- [ACTIVITY] Each record below has to be printed verbatim.

- [RECORDED INFORMATION]
= Beginning of Section =
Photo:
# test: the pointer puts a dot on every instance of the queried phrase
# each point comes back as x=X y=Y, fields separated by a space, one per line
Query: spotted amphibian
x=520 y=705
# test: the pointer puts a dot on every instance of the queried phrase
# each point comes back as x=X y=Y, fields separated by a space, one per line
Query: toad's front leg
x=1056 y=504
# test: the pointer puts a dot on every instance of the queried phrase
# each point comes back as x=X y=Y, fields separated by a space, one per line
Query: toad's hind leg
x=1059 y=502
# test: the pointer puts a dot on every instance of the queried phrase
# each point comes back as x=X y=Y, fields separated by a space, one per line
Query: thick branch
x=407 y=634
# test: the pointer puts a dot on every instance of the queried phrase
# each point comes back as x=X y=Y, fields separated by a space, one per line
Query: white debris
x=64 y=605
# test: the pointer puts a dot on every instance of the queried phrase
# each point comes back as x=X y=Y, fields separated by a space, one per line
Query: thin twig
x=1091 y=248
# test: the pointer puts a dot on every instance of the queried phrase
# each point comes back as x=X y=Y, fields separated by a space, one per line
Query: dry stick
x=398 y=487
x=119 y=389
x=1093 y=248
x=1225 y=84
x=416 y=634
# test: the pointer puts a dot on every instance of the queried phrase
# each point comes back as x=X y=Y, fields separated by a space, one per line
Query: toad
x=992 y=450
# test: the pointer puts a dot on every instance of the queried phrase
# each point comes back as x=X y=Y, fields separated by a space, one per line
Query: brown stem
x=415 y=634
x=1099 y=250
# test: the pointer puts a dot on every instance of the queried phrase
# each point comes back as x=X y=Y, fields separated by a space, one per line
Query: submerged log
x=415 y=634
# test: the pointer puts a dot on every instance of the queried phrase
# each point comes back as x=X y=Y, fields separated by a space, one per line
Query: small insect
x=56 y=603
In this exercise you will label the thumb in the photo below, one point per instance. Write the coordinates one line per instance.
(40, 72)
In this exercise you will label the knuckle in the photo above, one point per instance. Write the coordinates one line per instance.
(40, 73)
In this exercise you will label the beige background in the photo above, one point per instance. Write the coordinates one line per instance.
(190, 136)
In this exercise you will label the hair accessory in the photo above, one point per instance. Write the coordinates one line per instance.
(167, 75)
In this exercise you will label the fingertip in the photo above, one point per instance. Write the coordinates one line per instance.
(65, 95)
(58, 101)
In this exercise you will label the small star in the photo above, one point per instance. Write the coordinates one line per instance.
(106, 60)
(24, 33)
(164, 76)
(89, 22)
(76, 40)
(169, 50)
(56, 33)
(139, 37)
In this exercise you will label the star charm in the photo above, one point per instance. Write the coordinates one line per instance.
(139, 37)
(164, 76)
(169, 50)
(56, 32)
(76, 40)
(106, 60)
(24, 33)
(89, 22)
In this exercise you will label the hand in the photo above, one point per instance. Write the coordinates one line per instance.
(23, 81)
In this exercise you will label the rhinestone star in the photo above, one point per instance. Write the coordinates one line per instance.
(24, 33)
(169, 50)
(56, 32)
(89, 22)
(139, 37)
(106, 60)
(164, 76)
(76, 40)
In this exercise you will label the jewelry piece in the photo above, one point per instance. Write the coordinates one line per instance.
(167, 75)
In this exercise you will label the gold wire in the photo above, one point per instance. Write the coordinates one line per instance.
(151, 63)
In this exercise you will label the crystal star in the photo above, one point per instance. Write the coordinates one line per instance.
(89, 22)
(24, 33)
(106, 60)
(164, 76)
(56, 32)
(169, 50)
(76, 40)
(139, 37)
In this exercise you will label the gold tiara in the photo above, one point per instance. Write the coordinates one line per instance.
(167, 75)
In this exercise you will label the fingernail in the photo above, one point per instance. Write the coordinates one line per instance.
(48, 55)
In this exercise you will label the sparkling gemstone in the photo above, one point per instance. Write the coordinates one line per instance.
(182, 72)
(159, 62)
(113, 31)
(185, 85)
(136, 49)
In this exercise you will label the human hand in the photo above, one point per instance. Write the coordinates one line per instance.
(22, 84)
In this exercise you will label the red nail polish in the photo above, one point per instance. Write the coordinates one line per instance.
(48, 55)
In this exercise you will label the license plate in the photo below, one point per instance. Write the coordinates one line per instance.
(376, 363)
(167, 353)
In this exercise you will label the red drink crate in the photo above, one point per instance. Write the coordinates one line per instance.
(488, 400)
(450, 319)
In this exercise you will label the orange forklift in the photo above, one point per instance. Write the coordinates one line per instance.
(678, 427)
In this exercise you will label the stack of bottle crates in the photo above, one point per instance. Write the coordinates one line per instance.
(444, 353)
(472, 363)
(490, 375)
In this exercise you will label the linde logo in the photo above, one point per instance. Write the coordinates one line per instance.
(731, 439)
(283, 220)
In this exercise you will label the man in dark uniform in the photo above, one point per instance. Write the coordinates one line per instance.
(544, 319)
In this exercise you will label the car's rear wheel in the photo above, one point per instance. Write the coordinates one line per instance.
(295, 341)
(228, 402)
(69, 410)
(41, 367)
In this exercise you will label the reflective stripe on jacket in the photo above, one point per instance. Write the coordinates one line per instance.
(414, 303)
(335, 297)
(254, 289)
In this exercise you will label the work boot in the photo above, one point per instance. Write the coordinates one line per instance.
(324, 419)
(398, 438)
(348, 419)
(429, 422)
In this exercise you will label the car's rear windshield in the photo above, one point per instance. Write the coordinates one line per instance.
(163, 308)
= End of Section =
- [TASK OUTPUT]
Photo:
# test: the pointer puts a dot on every instance of the queried phrase
# each point comes back as x=X y=Y, fields separated by a space, one per line
Query: spotted amphibian
x=520 y=705
# test: the pointer puts a dot on every instance of the queried phrase
# each point comes back as x=X y=Y, fields separated by a space, one per line
Query: toad's front leg
x=1056 y=504
# test: the pointer puts a dot on every instance of the queried phrase
# each point comes back as x=X y=Y, fields separated by a space, one per line
Query: toad's hind leg
x=1059 y=502
# test: the pointer puts a dot on every instance of the queried phrase
# each point comes back as x=X y=Y, fields separated by a space, one per line
Query: thick branch
x=407 y=634
# test: the pointer puts a dot on every instance of the queried phrase
# each point comes back as x=X y=Y, fields separated by a space, one per line
Query: white debris
x=64 y=605
# test: the pointer puts a dot on every instance of the queried phrase
# each point comes back as x=X y=Y, fields separated by a space, one per line
Query: thin twig
x=1091 y=248
# test: the pointer puts a dot on every instance of the queried phrase
# each point comes back as x=X y=Y, fields separated by a space, one per line
Query: dry stick
x=398 y=487
x=119 y=389
x=1093 y=248
x=1225 y=84
x=416 y=634
# test: the pointer puts a dot on every instance of the queried phrase
# each point comes back as x=X y=Y, fields separated by a space, one per line
Query: toad
x=992 y=450
# test: the pointer puts a dot on every instance of the queried phrase
# each point comes back as x=X y=Y, fields separated by a space, one per line
Query: brown stem
x=415 y=634
x=1099 y=250
# test: the pointer puts a dot on every instance of the queried phrase
# each point comes back as x=X y=Y, fields separated by a space, one per line
Query: submerged log
x=415 y=634
# test: the pointer puts a dot on every instance of the queried phrase
# each point comes back as x=X y=Y, fields separated by a space, one per line
Query: small insect
x=56 y=603
In this exercise you will label the thumb in the photo below, one point per instance. Write the coordinates one line per instance.
(40, 72)
In this exercise you will label the knuckle in the photo above, one point per instance. Write the coordinates one line per instance.
(40, 73)
In this exercise you will label the beige background in the photo above, one point per instance. Write the coordinates one line per instance.
(190, 136)
In this exercise you will label the hair accessory in the photo above, one point per instance. Write the coordinates one line per instance.
(167, 75)
In this exercise you will label the fingertip in the photo above, one point per instance. Write the coordinates one line per instance.
(65, 95)
(58, 101)
In this exercise you will label the small star in the photo above, one point per instance. Write the coordinates one line per instance.
(106, 60)
(24, 33)
(164, 76)
(89, 22)
(76, 40)
(169, 50)
(56, 33)
(139, 37)
In this exercise you will label the star charm in the photo above, one point per instance. Write the coordinates one line per instance.
(139, 37)
(164, 76)
(169, 50)
(56, 32)
(76, 40)
(106, 60)
(24, 33)
(89, 22)
In this exercise you will label the hand in the photo above, one point per instance. Write the coordinates one line per instance.
(23, 81)
In this exercise you will label the rhinestone star in the photo above, one point per instance. Write the coordinates one line per instance.
(24, 33)
(169, 50)
(56, 32)
(89, 22)
(139, 37)
(106, 60)
(164, 76)
(76, 40)
In this exercise you will label the jewelry piece in the photo above, one point per instance. Write the coordinates one line per instance.
(167, 75)
In this exercise you will label the gold wire in the photo above, one point per instance. Write the coordinates one line per instance.
(151, 63)
In this exercise you will label the crystal star in the photo above, one point per instance. Write the coordinates one line per instance.
(89, 22)
(24, 33)
(106, 60)
(164, 76)
(56, 32)
(169, 50)
(76, 40)
(139, 37)
In this exercise you will label the gold tiara in the photo above, one point per instance. Write the coordinates one line per instance.
(167, 75)
In this exercise you will label the fingernail in the photo above, one point per instance. Write the coordinates one line per instance.
(48, 55)
In this exercise you will label the sparkling gemstone in the photo above, one point per instance. Write the coordinates one line per instance.
(182, 72)
(159, 62)
(113, 31)
(185, 85)
(136, 49)
In this exercise you will label the human hand in the photo above, one point per instance. Write the coordinates one line per instance.
(22, 84)
In this exercise you will label the red nail polish in the photo above, one point per instance. Write the coordinates one line per instance.
(48, 55)
In this exercise you will label the license plate in the photo below, one point per instance. Write the coordinates one line per instance.
(376, 363)
(167, 353)
In this exercise you will label the red drink crate in the photo above, one point per instance. Write the coordinates one line per instance.
(488, 400)
(450, 319)
In this exercise you will label the orange forklift in the photo above, one point per instance. Write the coordinates one line per instance.
(678, 427)
In this exercise you will label the stack of bottle crates in the photo above, one point per instance. Write the coordinates one line per instance.
(444, 353)
(472, 363)
(490, 375)
In this exercise you will label the linde logo in the photo above, one point per instance. Write the coordinates one line per instance.
(731, 439)
(283, 220)
In this exercise you will label the man in dark uniform in the photo above, one point per instance. Write the coordinates one line per instance.
(544, 319)
In this exercise you will label the car's rear wheel in the photo above, one point per instance. Write the coordinates one line per instance.
(295, 341)
(228, 402)
(69, 410)
(41, 367)
In this exercise you will label the reflective stripe on jacket in the photo above, one point per instance. Write the coordinates one line per instance.
(414, 303)
(335, 297)
(254, 289)
In this exercise you will label the work boot in the photo above, one point per instance. Write the coordinates one line per instance.
(324, 419)
(398, 438)
(348, 419)
(429, 422)
In this exercise you will label the car's rear windshield in the photo above, one point per instance. Write the coordinates one line per instance.
(163, 308)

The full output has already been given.